— start Text extract —
The Selling Stockholders may from time to time pledge or grant a security interest in some or all of their securities to their broker-dealers under the margin provisions of customer agreements or to other parties to secure other obligations. If a Selling Stockholder defaults on a margin loan or other secured obligation, the broker-dealer or secured party may, from time to time, offer and sell the securities pledged or secured thereby pursuant to this prospectus. The Selling Stockholders and any other persons participating in the sale or distribution of the securities will be subject to applicable provisions of the Securities Act and the Exchange Act, and the rules and regulations thereunder, including Regulation M. These provisions may restrict certain activities of, and limit the timing of purchases and sales of any of the securities by, the Selling Stockholders or any other person, which limitations may affect the marketability of the securities.

 

The Selling Stockholders also may transfer the shares of our securities in other circumstances, in which case the transferees, pledgees or other successors-in-interest will be the selling beneficial owners for purposes of this prospectus.

 

A Selling Stockholder that is an entity may elect to make a pro rata in-kind distribution of securities to its members, partners or shareholders pursuant to the registration statement of which this prospectus is part by delivering a prospectus. To the extent that such members, partners or shareholders are not affiliates of ours, such members, partners or shareholders would thereby receive freely tradeable securities pursuant to the distribution through a registration statement.

 

The Selling Stockholders and any broker-dealers or agents that are involved in selling the securities may be deemed to be “underwriters” within the meaning of the Securities Act in connection with such sales. In such event, any commissions received by such broker-dealers or agents and any profit on the resale of the securities purchased by them may be deemed to be underwriting commissions or discounts under the Securities Act. Each Selling Stockholder has informed the Company that it does not have any written or oral agreement or understanding, directly or indirectly, with any person to distribute the securities.
— end Text extract —
• _Tasks and exercises_:
1) Write out the prospectus excerpt from "A Selling Stockholder that" to "a registration statement.".
2) According to the prospectus excerpt, what may a broker-dealer or secured party do if a Selling Stockholder defaults on a margin loan or other secured obligation?
3) Summarize the prospectus excerpt in three sentences.
— start Information shown —
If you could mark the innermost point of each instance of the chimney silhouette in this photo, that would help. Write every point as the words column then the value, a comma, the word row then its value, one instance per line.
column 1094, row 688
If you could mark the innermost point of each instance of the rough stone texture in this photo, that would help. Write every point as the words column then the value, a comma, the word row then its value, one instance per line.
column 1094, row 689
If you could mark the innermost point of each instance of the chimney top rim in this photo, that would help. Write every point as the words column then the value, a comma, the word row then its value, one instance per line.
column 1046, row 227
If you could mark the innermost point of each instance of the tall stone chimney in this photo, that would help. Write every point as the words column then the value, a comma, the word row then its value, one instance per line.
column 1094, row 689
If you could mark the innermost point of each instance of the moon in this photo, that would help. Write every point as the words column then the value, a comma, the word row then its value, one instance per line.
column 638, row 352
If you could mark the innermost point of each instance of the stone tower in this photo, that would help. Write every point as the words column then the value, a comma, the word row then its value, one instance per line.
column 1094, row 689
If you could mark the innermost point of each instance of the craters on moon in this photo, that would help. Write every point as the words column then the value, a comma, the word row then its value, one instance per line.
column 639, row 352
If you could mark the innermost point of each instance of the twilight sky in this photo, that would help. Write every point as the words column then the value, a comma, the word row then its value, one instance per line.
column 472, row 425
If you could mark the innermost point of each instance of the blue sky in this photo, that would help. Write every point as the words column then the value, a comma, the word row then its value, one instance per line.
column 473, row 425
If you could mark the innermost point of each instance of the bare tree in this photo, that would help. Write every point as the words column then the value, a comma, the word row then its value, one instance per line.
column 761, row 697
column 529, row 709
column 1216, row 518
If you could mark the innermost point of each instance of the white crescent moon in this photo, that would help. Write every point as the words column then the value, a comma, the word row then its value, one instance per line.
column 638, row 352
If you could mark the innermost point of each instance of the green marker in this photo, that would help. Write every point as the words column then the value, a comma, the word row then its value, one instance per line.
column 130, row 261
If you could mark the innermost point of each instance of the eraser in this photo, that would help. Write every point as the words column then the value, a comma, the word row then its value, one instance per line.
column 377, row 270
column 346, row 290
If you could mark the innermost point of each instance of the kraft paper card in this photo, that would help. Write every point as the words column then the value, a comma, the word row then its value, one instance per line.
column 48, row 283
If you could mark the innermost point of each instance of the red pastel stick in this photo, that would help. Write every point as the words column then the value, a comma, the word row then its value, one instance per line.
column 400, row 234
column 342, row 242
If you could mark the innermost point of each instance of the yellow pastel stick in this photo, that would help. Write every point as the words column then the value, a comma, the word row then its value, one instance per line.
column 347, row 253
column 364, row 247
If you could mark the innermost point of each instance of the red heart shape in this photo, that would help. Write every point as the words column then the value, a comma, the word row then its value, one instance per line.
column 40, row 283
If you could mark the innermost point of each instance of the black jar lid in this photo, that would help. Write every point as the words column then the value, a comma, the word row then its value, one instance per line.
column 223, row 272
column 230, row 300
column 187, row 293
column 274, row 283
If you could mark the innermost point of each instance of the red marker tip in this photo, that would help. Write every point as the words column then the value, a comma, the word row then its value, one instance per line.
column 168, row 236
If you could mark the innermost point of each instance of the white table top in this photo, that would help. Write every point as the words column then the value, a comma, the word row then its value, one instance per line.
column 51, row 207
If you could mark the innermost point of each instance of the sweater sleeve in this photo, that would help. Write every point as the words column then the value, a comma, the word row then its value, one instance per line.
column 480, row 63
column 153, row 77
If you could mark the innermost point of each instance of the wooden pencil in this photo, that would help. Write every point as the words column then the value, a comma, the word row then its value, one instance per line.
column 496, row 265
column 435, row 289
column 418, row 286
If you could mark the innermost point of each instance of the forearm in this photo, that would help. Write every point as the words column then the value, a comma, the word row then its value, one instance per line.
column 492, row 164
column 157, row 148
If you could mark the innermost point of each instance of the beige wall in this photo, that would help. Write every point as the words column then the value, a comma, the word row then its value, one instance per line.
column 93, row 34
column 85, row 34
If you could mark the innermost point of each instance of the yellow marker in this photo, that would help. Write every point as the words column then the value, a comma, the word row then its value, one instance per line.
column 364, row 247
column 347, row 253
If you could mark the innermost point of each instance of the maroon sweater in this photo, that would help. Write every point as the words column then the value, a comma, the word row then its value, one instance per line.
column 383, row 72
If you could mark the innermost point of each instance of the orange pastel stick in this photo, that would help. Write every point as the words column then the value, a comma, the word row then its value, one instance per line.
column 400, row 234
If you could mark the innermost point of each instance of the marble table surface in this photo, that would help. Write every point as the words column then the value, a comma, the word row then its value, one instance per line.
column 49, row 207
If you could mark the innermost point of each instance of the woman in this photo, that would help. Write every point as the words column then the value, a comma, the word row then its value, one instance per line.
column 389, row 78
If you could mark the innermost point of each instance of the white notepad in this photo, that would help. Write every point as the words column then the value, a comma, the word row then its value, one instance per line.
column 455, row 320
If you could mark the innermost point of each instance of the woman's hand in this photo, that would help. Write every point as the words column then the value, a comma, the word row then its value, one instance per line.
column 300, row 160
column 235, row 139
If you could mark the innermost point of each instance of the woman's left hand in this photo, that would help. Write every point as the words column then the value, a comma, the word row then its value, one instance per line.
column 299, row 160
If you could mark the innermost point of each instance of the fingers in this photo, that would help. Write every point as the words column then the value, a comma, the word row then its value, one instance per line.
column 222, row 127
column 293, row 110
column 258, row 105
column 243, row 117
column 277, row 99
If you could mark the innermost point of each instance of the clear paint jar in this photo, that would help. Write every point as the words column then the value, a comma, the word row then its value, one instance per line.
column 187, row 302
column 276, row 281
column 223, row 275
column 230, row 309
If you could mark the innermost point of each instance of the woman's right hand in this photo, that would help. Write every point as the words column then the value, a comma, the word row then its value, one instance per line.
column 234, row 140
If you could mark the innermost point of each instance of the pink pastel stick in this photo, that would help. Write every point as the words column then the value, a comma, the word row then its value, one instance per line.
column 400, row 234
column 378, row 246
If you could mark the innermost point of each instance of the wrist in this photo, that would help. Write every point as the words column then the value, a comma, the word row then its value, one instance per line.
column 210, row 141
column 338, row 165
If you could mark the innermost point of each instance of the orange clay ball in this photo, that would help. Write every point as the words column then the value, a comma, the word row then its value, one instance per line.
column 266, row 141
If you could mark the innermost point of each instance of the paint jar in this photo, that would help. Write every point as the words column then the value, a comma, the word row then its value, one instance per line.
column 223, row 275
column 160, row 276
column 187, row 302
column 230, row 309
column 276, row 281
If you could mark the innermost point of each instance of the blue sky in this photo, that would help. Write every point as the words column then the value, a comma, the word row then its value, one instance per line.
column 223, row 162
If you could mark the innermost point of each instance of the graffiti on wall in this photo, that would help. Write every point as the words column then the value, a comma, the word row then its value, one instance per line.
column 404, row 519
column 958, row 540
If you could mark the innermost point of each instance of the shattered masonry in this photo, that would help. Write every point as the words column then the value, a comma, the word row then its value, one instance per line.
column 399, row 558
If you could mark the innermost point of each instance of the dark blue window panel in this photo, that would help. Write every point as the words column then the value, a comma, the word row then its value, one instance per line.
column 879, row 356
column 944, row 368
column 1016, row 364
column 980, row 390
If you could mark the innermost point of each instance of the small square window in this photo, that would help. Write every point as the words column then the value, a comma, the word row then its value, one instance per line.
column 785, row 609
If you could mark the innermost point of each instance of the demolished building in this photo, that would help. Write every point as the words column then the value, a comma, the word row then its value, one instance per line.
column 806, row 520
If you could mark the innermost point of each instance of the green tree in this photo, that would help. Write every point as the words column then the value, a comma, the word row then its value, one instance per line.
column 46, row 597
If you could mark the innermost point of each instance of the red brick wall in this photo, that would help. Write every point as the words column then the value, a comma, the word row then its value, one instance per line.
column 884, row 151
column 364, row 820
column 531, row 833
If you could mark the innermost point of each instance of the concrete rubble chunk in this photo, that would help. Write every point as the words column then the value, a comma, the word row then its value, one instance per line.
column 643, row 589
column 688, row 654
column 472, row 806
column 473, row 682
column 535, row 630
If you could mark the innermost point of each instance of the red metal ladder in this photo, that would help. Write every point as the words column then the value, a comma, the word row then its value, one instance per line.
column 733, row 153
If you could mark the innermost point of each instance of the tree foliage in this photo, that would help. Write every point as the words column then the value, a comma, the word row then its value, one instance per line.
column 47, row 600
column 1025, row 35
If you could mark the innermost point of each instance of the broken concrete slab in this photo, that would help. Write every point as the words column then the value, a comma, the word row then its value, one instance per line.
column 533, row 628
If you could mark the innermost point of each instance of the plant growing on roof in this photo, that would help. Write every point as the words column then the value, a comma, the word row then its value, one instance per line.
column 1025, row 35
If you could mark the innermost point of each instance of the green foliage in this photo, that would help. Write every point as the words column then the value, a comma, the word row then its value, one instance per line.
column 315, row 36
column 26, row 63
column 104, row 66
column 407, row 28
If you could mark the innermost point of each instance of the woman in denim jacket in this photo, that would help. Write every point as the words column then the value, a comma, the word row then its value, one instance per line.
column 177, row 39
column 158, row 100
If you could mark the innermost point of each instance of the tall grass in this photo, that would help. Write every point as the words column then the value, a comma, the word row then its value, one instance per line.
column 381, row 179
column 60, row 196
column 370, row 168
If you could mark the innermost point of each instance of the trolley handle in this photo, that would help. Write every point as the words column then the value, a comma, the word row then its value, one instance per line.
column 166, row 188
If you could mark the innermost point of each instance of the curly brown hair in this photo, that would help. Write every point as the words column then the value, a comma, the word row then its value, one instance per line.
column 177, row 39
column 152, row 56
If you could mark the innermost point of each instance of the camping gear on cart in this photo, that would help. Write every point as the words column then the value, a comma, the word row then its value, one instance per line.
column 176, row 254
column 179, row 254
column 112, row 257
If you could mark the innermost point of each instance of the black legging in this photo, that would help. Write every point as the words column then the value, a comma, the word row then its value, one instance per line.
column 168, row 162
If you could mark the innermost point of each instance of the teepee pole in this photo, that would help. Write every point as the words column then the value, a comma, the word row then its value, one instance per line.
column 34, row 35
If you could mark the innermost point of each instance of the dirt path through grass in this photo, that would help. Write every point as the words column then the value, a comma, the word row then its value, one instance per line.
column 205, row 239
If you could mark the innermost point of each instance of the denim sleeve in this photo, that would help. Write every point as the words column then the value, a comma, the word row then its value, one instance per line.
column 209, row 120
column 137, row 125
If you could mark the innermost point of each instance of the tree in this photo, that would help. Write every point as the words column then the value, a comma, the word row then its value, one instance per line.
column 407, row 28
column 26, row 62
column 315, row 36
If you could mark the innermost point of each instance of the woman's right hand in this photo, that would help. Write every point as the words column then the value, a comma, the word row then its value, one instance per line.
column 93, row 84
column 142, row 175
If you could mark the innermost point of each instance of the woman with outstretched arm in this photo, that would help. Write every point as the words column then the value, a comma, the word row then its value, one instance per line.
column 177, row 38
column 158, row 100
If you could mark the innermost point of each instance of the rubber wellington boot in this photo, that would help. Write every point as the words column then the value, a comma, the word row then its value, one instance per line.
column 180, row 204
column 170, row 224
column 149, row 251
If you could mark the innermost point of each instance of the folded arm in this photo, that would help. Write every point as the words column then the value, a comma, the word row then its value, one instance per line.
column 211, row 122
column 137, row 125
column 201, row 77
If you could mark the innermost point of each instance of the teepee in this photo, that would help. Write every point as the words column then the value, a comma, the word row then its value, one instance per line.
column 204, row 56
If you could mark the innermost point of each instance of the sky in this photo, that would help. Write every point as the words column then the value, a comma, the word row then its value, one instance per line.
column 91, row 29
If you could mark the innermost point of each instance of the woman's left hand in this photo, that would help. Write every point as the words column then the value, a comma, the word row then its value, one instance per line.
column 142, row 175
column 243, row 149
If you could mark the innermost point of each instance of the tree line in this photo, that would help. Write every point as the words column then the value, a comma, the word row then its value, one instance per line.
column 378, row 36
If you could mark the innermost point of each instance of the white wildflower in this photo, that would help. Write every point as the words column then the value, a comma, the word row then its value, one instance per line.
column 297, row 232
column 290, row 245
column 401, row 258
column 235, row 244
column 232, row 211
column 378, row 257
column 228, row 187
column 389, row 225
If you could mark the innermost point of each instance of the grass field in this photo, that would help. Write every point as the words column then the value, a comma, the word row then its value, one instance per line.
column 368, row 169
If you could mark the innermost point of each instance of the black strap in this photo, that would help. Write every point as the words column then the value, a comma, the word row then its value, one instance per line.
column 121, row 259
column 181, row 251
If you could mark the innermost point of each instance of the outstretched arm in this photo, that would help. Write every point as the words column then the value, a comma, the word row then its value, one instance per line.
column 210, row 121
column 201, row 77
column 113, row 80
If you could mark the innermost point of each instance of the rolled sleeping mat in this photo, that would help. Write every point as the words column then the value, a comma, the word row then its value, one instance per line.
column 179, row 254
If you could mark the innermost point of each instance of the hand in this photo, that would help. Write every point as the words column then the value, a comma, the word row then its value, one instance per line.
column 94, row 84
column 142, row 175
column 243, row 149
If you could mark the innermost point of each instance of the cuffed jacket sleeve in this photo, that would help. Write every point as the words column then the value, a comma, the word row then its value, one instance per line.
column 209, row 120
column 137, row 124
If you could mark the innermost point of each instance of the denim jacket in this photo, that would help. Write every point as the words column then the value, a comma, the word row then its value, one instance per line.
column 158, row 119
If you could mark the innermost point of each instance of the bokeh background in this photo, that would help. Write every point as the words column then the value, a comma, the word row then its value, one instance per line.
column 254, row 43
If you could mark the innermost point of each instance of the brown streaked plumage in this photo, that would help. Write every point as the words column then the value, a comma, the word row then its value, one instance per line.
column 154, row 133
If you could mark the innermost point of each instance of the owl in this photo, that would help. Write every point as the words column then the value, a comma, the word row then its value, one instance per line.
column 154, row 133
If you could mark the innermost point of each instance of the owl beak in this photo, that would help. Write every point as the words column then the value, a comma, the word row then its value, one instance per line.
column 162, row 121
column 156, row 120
— end Information shown —
• _Solutions per task_:
1)
A Selling Stockholder that is an entity may elect to make a pro rata in-kind distribution of securities to its members, partners or shareholders pursuant to the registration statement of which this prospectus is part by delivering a prospectus. To the extent that such members, partners or shareholders are not affiliates of ours, such members, partners or shareholders would thereby receive freely tradeable securities pursuant to the distribution through a registration statement.

2) It may, from time to time, offer and sell the pledged or secured securities pursuant to the prospectus.

3) The Selling Stockholders may pledge their securities or transfer them in other ways, and pledgees, transferees or other successors-in-interest may then sell them under the prospectus, while an entity stockholder may make a pro rata in-kind distribution to its members, partners or shareholders. Sellers are subject to the Securities Act, the Exchange Act and Regulation M, which may restrict their activities and the timing of their purchases and sales. Selling Stockholders and involved broker-dealers or agents may be deemed underwriters, though each Selling Stockholder has told the Company it has no agreement or understanding with anyone to distribute the securities.